▶ GIVEN TASK: Print every one of the lines below word for word, omitting the pictures.

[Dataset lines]
◆ ◆ ◆ ◆ ◆ ◆ ◆

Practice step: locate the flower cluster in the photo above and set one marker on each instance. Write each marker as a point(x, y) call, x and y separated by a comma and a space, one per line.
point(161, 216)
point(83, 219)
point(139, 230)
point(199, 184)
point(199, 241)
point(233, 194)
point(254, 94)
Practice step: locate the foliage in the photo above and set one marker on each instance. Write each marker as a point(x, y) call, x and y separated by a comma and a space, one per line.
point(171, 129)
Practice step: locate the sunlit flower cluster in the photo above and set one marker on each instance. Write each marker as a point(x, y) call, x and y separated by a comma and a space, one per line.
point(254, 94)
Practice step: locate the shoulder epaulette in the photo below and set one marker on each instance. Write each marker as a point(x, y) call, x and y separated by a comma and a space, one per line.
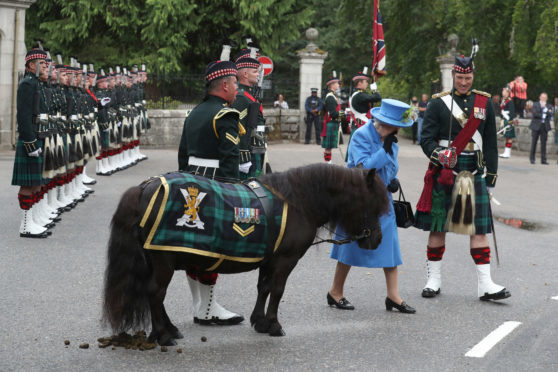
point(441, 94)
point(481, 93)
point(224, 111)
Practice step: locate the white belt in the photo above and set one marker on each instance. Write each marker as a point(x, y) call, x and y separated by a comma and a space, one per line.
point(201, 162)
point(475, 146)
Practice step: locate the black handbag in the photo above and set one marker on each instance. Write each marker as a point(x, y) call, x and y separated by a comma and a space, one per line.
point(404, 215)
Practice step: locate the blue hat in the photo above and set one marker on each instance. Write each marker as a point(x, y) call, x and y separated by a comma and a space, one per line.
point(392, 112)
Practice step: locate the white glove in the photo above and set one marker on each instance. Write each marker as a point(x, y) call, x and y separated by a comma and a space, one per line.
point(245, 167)
point(491, 197)
point(36, 153)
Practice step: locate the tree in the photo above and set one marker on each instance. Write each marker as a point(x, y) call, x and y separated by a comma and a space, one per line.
point(169, 35)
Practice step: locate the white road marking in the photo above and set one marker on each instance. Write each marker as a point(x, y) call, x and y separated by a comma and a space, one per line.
point(483, 347)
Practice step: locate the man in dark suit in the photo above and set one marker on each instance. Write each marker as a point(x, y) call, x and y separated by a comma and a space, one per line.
point(540, 125)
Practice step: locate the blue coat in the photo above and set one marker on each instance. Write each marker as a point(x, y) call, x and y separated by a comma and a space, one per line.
point(366, 147)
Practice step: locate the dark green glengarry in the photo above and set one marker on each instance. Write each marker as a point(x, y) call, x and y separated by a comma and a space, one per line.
point(214, 230)
point(211, 131)
point(436, 126)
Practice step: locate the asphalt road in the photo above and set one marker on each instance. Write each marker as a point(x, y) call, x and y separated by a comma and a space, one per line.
point(52, 290)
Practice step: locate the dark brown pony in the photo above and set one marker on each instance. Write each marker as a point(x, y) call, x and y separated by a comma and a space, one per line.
point(136, 279)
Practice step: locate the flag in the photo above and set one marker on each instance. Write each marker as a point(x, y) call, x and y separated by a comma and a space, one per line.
point(378, 45)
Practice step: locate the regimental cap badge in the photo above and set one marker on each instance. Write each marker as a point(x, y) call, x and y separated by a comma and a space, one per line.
point(333, 78)
point(193, 191)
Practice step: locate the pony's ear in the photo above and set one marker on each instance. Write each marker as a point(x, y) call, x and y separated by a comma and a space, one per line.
point(370, 177)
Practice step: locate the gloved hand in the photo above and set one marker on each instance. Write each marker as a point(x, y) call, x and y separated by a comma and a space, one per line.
point(393, 186)
point(447, 158)
point(36, 153)
point(388, 141)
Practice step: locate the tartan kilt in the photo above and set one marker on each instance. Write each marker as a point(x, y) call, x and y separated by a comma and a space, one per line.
point(28, 171)
point(105, 138)
point(331, 139)
point(466, 161)
point(510, 131)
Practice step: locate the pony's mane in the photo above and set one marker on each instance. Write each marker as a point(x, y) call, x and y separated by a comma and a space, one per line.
point(340, 192)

◆ ◆ ◆ ◆ ◆ ◆ ◆

▶ RESPONSE FOR THIS EXERCISE:
Practice step: locate the flower cluster in the photo above and set one marker on each instance. Write each marker as a point(x, y) call, x and y separated by a comma and a space, one per line.
point(161, 216)
point(83, 219)
point(139, 230)
point(199, 184)
point(199, 241)
point(233, 194)
point(254, 94)
Practice step: locate the foliage in the photo above and set one marker on each instance. Write each marker as a point(x, y) call, x and y separated by a comma and a space, one per line.
point(171, 129)
Practice step: locate the sunlit flower cluster in the photo above and set one marker on each instance. Write each marker as a point(x, y) call, x and y separated by a comma and a space, one per line.
point(254, 94)
Practice step: locate the shoulder epaulette in the photo below and set one marker on each instance. Write each marker as a point(x, y) call, x and y separated by a comma and a space, one per line.
point(441, 94)
point(481, 93)
point(224, 111)
Practice step: locate the white belt in the photo above and set one marker on each instance. Write each marker as a point(x, y) call, x and y separated by a comma and a space, one per line.
point(201, 162)
point(475, 146)
Practice step: locate the black handbag in the photo above and set one marker on each instance. Write each marker as a point(x, y) call, x and y separated by a comma and a space, one per line.
point(404, 215)
Practice step: locate the blue hat in the photo above and set one marker on each instance. Write each marker as a point(x, y) call, x and y separated by a comma and a space, one per line.
point(392, 112)
Practice step: locate the white glove in the photo above and set one marker on each instance. Write each marker as a point(x, y) call, x and y separated by a comma and a space, one per line.
point(245, 167)
point(491, 197)
point(36, 153)
Practice step: locate the tree in the photo above and set one marker on each instance. Write each marker as a point(x, y) call, x and y separated by a comma and a space, one per line.
point(169, 35)
Practice step: locate the white road marking in the photo above and set one marker on each instance. Write each marker as a point(x, y) call, x and y separated by a comma and a space, one per line.
point(483, 347)
Practice step: locate the man in dark suit in the photo above and set one marker on each instance. Write each marker as a point(x, y) call, x and y separated by a comma and a space, one per line.
point(540, 125)
Practice step: locate the blue coat in the photo above and set one marker on each instance. Write each marker as a point(x, y) call, x and y separated by a comma and a space, one per line.
point(366, 147)
Practice step: locate the dark green glengarry in the photo above and set one marker on each instance. Write each marker as a point(x, y) call, x and y separated by a comma and a space, one per line.
point(214, 230)
point(211, 131)
point(436, 126)
Practice step: locate the asphalt road in the photo above and set one marker on each instance. Write each marker as a point(x, y) call, x and y separated by a comma and a space, one per line.
point(52, 290)
Practice step: locate the dark brown pony in the photo above and set one marker on each instance. Write each marker as a point(x, y) call, x and y separated by a comma and a space, one per line.
point(136, 279)
Practice step: locate the flag in the photo above and set one marker on each instance. Write each marker as a point(x, y) call, x and y separated by a comma and a space, one per line.
point(378, 45)
Practice step: locate the regimental cap badge in the photo above and set one marker on each instance. Write each marker as a point(x, y) call, x and y separated by a comma and a space, one per line.
point(333, 78)
point(193, 191)
Practice step: locate the pony's ear in the photo above and set one marker on each instance. Write each marker as a point(x, y) call, x and y separated by a comma and a space, one per line.
point(370, 177)
Practice step: locate the gloved hand in the photo above and set one marker on each instance. Write each marker as a point(x, y) call, x and y separated by a comma and a space, one per line.
point(393, 186)
point(447, 158)
point(36, 153)
point(388, 141)
Practice step: locate the tartan kilt in the photo above and set one marker on each instance. Write each marker as a point(x, y) call, x and y separated by a comma and a space, one per line.
point(28, 171)
point(105, 138)
point(331, 139)
point(466, 161)
point(510, 131)
Practice step: locate the pony's mane in the photo above and set one marker on each instance. Write each marker as a point(x, y) call, x and y separated by a comma and a space, one per line.
point(340, 192)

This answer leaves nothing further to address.